Exercise requirements
For this exercise, please find the lines in the entries that include the word "pink" and copy them.

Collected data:
........

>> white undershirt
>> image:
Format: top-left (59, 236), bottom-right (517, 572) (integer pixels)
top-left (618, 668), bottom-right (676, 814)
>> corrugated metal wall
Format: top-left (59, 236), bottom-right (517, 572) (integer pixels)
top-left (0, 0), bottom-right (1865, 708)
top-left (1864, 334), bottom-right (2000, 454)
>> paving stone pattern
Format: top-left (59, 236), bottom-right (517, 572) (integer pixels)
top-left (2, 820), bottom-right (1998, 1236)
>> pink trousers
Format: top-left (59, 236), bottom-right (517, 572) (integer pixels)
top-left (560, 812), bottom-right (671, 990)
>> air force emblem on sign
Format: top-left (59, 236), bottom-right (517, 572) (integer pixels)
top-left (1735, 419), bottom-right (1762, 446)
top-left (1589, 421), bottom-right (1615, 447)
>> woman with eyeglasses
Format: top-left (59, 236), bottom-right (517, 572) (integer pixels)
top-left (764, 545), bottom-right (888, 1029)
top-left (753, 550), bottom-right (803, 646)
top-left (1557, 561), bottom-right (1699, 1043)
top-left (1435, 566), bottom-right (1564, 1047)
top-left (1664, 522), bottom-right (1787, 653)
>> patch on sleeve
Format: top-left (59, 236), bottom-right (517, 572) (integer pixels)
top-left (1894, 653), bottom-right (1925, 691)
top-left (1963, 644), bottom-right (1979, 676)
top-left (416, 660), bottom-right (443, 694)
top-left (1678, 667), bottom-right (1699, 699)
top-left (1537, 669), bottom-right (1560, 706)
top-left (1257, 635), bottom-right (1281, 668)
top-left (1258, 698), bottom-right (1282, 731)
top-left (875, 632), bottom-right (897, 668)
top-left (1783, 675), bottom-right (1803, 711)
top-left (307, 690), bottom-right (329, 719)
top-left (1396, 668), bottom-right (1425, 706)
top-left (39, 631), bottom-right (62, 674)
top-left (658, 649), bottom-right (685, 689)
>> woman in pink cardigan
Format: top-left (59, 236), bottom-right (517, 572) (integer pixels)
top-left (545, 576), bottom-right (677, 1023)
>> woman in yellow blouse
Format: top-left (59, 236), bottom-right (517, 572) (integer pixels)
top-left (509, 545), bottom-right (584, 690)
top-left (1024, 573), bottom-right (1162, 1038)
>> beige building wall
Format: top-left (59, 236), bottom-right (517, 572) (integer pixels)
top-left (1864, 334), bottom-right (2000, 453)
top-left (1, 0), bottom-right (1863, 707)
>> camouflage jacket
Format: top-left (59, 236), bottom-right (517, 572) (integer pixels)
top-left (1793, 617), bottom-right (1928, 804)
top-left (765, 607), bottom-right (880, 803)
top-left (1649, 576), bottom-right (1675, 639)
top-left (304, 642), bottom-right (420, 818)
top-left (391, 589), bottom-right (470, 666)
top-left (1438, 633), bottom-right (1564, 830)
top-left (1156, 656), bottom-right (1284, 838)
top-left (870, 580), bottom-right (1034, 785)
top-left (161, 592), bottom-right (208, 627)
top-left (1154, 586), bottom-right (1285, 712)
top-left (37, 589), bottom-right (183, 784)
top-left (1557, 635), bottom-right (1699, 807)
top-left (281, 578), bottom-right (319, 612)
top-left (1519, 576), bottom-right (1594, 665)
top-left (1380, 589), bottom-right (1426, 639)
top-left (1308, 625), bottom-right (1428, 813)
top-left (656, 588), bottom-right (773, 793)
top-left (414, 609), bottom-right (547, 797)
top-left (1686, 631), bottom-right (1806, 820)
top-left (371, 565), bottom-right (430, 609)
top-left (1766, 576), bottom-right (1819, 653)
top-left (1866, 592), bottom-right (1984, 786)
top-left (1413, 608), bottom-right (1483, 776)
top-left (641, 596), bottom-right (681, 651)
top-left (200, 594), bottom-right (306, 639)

........

Answer to the exercise
>> pink trousers
>> woman in pink cardigan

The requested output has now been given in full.